* Work required *
Return every entry exactly. Leave nothing out.

[Stored entries]

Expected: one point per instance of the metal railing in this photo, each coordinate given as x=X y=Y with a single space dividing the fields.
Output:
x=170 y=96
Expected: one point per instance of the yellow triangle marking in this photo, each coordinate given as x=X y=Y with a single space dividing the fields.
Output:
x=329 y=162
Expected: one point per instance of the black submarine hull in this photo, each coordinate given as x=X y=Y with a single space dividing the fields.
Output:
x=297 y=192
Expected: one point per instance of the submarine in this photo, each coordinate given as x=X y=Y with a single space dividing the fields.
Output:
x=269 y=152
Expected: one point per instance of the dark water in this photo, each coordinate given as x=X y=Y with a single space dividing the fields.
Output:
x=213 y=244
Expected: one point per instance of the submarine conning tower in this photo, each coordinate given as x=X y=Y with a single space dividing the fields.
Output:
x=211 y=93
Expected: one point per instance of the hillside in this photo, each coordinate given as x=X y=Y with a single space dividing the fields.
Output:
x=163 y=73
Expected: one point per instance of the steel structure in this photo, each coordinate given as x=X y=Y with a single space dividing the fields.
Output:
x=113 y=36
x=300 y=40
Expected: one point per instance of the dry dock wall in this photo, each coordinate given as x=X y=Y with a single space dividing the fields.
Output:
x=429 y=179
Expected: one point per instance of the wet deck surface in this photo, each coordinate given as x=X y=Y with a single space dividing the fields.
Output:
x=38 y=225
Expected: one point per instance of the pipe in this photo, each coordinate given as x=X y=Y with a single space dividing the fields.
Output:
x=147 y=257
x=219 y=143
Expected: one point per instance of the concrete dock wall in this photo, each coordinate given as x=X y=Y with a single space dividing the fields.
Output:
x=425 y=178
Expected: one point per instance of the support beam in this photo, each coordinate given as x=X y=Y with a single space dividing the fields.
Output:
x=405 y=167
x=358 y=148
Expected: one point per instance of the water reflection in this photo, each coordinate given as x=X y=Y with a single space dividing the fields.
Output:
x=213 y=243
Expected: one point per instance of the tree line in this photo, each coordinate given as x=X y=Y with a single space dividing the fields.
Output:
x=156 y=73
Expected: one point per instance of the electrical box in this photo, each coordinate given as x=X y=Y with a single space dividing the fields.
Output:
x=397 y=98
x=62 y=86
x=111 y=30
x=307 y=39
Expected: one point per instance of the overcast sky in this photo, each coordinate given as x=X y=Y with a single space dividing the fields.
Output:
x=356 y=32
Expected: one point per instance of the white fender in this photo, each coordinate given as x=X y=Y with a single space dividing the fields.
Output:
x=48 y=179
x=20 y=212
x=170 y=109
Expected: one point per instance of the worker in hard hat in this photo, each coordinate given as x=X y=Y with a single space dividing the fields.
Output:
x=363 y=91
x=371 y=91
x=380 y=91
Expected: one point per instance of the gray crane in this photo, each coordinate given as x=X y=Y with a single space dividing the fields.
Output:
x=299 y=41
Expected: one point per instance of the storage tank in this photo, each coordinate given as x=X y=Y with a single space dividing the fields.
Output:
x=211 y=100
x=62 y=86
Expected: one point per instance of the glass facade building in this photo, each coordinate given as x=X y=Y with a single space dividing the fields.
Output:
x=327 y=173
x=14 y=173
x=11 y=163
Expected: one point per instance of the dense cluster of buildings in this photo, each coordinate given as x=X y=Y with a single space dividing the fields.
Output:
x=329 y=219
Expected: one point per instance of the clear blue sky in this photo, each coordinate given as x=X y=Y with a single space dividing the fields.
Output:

* Task solution *
Expected: one point per instance of the metal railing in this photo, each coordinate given as x=X y=Y with a single space dividing the fields.
Output:
x=170 y=96
Expected: one point per instance of the yellow triangle marking in this photo, each coordinate given as x=X y=Y with a single space dividing the fields.
Output:
x=329 y=162
Expected: one point per instance of the black submarine hull in this photo, each coordinate given as x=X y=Y with a single space dividing the fields.
Output:
x=297 y=192
Expected: one point per instance of the submarine in this photo, each coordinate given as x=X y=Y with a single space dividing the fields.
Output:
x=269 y=152
Expected: one point per instance of the dark water in this photo, each coordinate given as x=X y=Y with a single space dividing the fields.
Output:
x=213 y=244
Expected: one point per instance of the submarine conning tower in this photo, each coordinate given as x=X y=Y with a single space dividing the fields.
Output:
x=211 y=93
Expected: one point per instance of the hillside in this photo, each coordinate given as x=X y=Y with a single space dividing the fields.
Output:
x=163 y=73
Expected: one point per instance of the steel structure in this photo, each coordinate given as x=X y=Y with a single space dividing the fields.
Output:
x=113 y=36
x=300 y=40
Expected: one point per instance of the dry dock wall in this photo, each coordinate given as x=X y=Y with a single space dividing the fields.
Output:
x=429 y=179
Expected: one point per instance of the wet deck surface in this photo, each coordinate given as x=X y=Y with a single space dividing the fields.
Output:
x=38 y=225
Expected: one point per instance of the pipe in this photo, each coordinate given as x=X y=Y with a single space dividing the fields.
Output:
x=147 y=257
x=219 y=143
Expected: one point per instance of the concrete dock wall in this photo, each coordinate given as x=X y=Y with a single space dividing the fields.
Output:
x=425 y=178
Expected: one point per instance of the support beam in this photo, each coordinate given as x=X y=Y with a single space dividing the fields.
Output:
x=405 y=167
x=358 y=148
Expected: one point per instance of the water reflection in this photo, each coordinate given as x=X y=Y with a single space dividing the fields.
Output:
x=213 y=243
Expected: one point per instance of the tree line in this photo, each coordinate given as x=X y=Y with a single space dividing the fields.
Output:
x=156 y=73
Expected: one point per instance of the electrical box in this photo, each coordinate given as x=X y=Y with a single space dividing the fields.
Output:
x=397 y=98
x=62 y=86
x=111 y=30
x=307 y=39
Expected: one point per instance of the overcast sky in this photo, each coordinate given as x=X y=Y with a single space dividing the fields.
Output:
x=356 y=32
Expected: one point per instance of the white fender in this photo, each coordinate given as x=X y=Y with a single space dividing the fields.
Output:
x=48 y=179
x=20 y=212
x=170 y=109
Expected: one point per instance of the worker in hard hat in this photo, each coordinate given as x=X y=Y with a single space dividing the fields.
Output:
x=363 y=91
x=371 y=91
x=380 y=91
Expected: one point per instance of the gray crane in this photo, each coordinate given as x=X y=Y with a single space dividing the fields.
Output:
x=299 y=41
Expected: one point per instance of the storage tank in this photo, each coordinate given as x=X y=Y with a single space dividing the fields.
Output:
x=211 y=100
x=62 y=86
Expected: one point per instance of the glass facade building in this photo, each coordinate given as x=X y=Y with a single space dividing the fields.
Output:
x=327 y=173
x=14 y=173
x=11 y=163
Expected: one point per instance of the dense cluster of buildings in this photo, each coordinate given as x=X y=Y with a single space dividing the fields.
Output:
x=329 y=219
Expected: one point per instance of the clear blue sky in this photo, each coordinate given as x=X y=Y with a single space dividing the fields.
Output:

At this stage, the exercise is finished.